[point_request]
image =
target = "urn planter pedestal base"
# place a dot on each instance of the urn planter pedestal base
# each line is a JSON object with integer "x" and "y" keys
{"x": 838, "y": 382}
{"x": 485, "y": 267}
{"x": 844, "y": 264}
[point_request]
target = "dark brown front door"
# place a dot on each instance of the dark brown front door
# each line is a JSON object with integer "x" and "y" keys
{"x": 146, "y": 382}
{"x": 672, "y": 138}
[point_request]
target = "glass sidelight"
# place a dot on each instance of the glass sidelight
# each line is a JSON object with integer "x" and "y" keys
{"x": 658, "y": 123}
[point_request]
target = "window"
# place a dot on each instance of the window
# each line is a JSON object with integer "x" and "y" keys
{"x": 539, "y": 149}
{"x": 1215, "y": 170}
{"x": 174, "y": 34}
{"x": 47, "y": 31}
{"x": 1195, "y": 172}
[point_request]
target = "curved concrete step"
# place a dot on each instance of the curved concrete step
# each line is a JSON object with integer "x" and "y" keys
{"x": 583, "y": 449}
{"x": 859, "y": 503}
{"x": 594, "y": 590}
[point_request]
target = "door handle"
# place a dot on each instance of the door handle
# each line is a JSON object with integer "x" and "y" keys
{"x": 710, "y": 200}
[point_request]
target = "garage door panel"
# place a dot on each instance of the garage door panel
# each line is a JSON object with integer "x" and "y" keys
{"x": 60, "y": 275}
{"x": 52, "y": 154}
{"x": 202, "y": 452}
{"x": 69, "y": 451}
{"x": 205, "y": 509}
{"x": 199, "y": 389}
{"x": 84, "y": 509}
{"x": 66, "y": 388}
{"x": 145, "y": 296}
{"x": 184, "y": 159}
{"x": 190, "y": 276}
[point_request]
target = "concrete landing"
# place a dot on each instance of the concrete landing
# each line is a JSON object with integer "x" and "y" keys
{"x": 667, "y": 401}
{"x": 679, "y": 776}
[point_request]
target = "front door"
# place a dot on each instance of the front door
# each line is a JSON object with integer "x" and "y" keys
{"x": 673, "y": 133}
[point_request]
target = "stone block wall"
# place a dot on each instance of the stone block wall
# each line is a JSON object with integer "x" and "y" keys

::::::::

### Aim of the task
Recopy all the lines exactly as they appear.

### Task result
[point_request]
image =
target = "urn planter pedestal base"
# place a dot on each instance of the urn planter pedestal base
# each line is a JSON object with integer "x" and "y" keys
{"x": 838, "y": 382}
{"x": 485, "y": 267}
{"x": 844, "y": 264}
[point_request]
target = "dark brown front door"
# place a dot on each instance of the dark brown front door
# each line is a JSON object with integer "x" and "y" keys
{"x": 146, "y": 382}
{"x": 672, "y": 138}
[point_request]
target = "glass sidelight"
# place a dot on each instance of the glass sidelight
# each line is a JSON object with integer "x" and "y" keys
{"x": 658, "y": 123}
[point_request]
target = "window"
# place a dot on each instance of the window
# each line is a JSON object with integer "x" and "y" keys
{"x": 539, "y": 149}
{"x": 1215, "y": 170}
{"x": 174, "y": 34}
{"x": 47, "y": 31}
{"x": 1195, "y": 172}
[point_request]
target = "curved concrete step"
# place a dot on each instance of the curved concrete step
# each line is a JSON object with integer "x" and "y" keys
{"x": 583, "y": 449}
{"x": 859, "y": 503}
{"x": 594, "y": 590}
[point_request]
target = "door handle"
# place a dot on each instance of the door handle
# each line is a JSON object with integer "x" and "y" keys
{"x": 710, "y": 200}
[point_request]
target = "garage door panel"
# place a dot on each instance of the garage door panel
# each line is a JSON object with integer "x" and "y" keys
{"x": 60, "y": 275}
{"x": 52, "y": 154}
{"x": 202, "y": 452}
{"x": 69, "y": 451}
{"x": 205, "y": 509}
{"x": 199, "y": 389}
{"x": 84, "y": 509}
{"x": 66, "y": 388}
{"x": 145, "y": 296}
{"x": 184, "y": 159}
{"x": 190, "y": 276}
[point_request]
target = "concrete landing"
# place a dot on each instance of the concrete landing
# each line is a JSON object with integer "x" and "y" keys
{"x": 667, "y": 401}
{"x": 679, "y": 776}
[point_request]
target = "front door"
# place a dot on each instance of the front door
# each line is a JSON object with integer "x" and "y" keys
{"x": 673, "y": 133}
[point_request]
target = "stone block wall"
# place a dot on each instance of the stone block wall
# each line is a JSON object with integer "x" and "y" keys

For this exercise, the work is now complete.